__Material for the task__

-- Start --

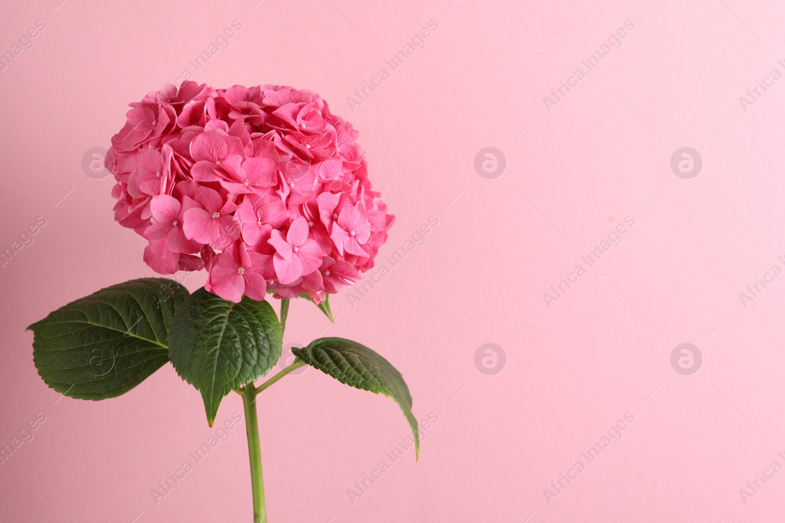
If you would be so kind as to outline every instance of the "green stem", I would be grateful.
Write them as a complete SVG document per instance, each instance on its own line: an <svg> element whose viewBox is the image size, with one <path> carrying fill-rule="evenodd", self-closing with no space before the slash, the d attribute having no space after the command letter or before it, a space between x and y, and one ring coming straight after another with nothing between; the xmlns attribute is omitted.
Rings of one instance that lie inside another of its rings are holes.
<svg viewBox="0 0 785 523"><path fill-rule="evenodd" d="M261 392L265 389L268 387L270 385L272 385L274 383L276 383L276 381L278 381L279 380L280 380L281 378L283 378L293 370L296 370L305 365L305 362L303 361L302 360L300 359L294 360L294 363L291 364L290 365L289 365L288 367L279 372L278 374L275 375L274 376L272 376L272 378L263 383L261 385L257 387L254 391L254 395L255 396L257 394L261 394Z"/></svg>
<svg viewBox="0 0 785 523"><path fill-rule="evenodd" d="M283 371L282 371L283 372ZM281 372L279 372L279 375ZM276 375L277 377L277 375ZM265 508L265 483L261 477L261 449L259 446L259 420L256 413L257 389L254 383L246 385L240 394L246 415L246 434L248 437L248 459L250 462L250 485L254 494L254 523L267 523Z"/></svg>
<svg viewBox="0 0 785 523"><path fill-rule="evenodd" d="M287 316L289 315L289 298L281 300L281 338L283 338L283 331L287 328Z"/></svg>

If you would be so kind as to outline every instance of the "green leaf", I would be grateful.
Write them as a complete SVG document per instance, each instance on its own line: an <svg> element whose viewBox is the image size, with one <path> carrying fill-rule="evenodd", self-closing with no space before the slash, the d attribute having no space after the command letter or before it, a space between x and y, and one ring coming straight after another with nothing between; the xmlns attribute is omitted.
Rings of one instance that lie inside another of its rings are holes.
<svg viewBox="0 0 785 523"><path fill-rule="evenodd" d="M324 301L323 301L320 303L316 303L316 302L313 301L313 299L311 298L311 296L308 296L305 292L301 292L298 296L298 298L305 298L306 300L308 300L312 303L315 303L316 305L316 307L319 307L319 310L321 311L322 312L323 312L324 315L327 316L328 318L330 318L330 321L332 323L335 323L335 320L333 319L333 311L330 310L330 295L329 294L325 295L325 296L324 296Z"/></svg>
<svg viewBox="0 0 785 523"><path fill-rule="evenodd" d="M176 281L143 278L61 307L27 327L38 374L71 398L128 392L169 361L170 324L188 296Z"/></svg>
<svg viewBox="0 0 785 523"><path fill-rule="evenodd" d="M266 375L281 355L281 324L267 301L227 301L202 289L172 321L169 350L177 374L202 393L213 426L221 400Z"/></svg>
<svg viewBox="0 0 785 523"><path fill-rule="evenodd" d="M351 340L319 338L294 355L341 383L392 398L403 411L414 435L415 461L420 457L420 434L411 412L411 394L400 372L378 353Z"/></svg>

-- End --

__Set problem__
Quote the material exactly. Pictures stay out.

__Finished task__
If you would be so kind as to outline every instance of the "green stem", I would be grateful.
Write them as a complete SVG document per instance, each instance on its own line: an <svg> element whose viewBox is the image size, with one <path> carrying fill-rule="evenodd", self-closing with no space before the slash, the d attribute having no space after the command letter or before it, a space between x and y, and one ring coming straight after another with nothing between; the xmlns attribute is omitted.
Rings of one instance that lie inside another of its rings are holes.
<svg viewBox="0 0 785 523"><path fill-rule="evenodd" d="M261 392L265 389L268 387L270 385L272 385L274 383L276 383L276 381L278 381L279 380L280 380L281 378L283 378L293 370L296 370L305 365L305 362L303 361L302 360L300 359L294 360L294 363L291 364L290 365L289 365L288 367L279 372L278 374L275 375L274 376L272 376L272 378L263 383L261 385L257 387L254 391L254 395L255 396L257 394L261 394Z"/></svg>
<svg viewBox="0 0 785 523"><path fill-rule="evenodd" d="M283 371L282 371L283 372ZM281 372L279 372L279 375ZM276 375L277 377L277 375ZM265 508L265 483L261 477L261 449L259 446L259 420L256 413L257 389L254 383L246 385L240 394L246 415L246 434L248 437L248 459L250 462L250 485L254 494L254 523L267 523Z"/></svg>
<svg viewBox="0 0 785 523"><path fill-rule="evenodd" d="M287 316L289 315L289 298L281 300L281 338L283 338L283 331L287 328Z"/></svg>

If you would be so kind as to outline every instance of the "green leaf", I would be grateful.
Write them as a complete SVG document per instance, each instance on its own line: an <svg> element whose viewBox is the image size, with one <path> carrying fill-rule="evenodd", self-closing with no space before the slash, the d attribute having no space after the command letter or before it, a space between x and y, and one ring coming straight after another with nothing between; the xmlns attribute is omitted.
Rings of one instance that lie inside another of its rings are holes.
<svg viewBox="0 0 785 523"><path fill-rule="evenodd" d="M324 301L323 301L320 303L316 303L316 302L313 301L313 299L311 298L311 296L308 296L305 292L301 292L298 296L298 298L305 298L306 300L308 300L312 303L315 303L316 305L316 307L319 307L319 310L321 311L322 312L323 312L324 315L327 316L328 318L330 318L330 321L332 323L335 323L335 320L333 319L333 311L330 310L330 295L329 294L325 295L325 296L324 296Z"/></svg>
<svg viewBox="0 0 785 523"><path fill-rule="evenodd" d="M176 281L143 278L61 307L27 327L38 374L71 398L128 392L169 361L170 324L188 296Z"/></svg>
<svg viewBox="0 0 785 523"><path fill-rule="evenodd" d="M266 375L281 355L281 324L267 301L227 301L202 289L172 321L169 350L177 374L202 393L213 426L221 400Z"/></svg>
<svg viewBox="0 0 785 523"><path fill-rule="evenodd" d="M351 340L319 338L294 355L341 383L392 398L403 411L414 435L415 461L420 457L420 434L411 412L411 394L400 372L378 353Z"/></svg>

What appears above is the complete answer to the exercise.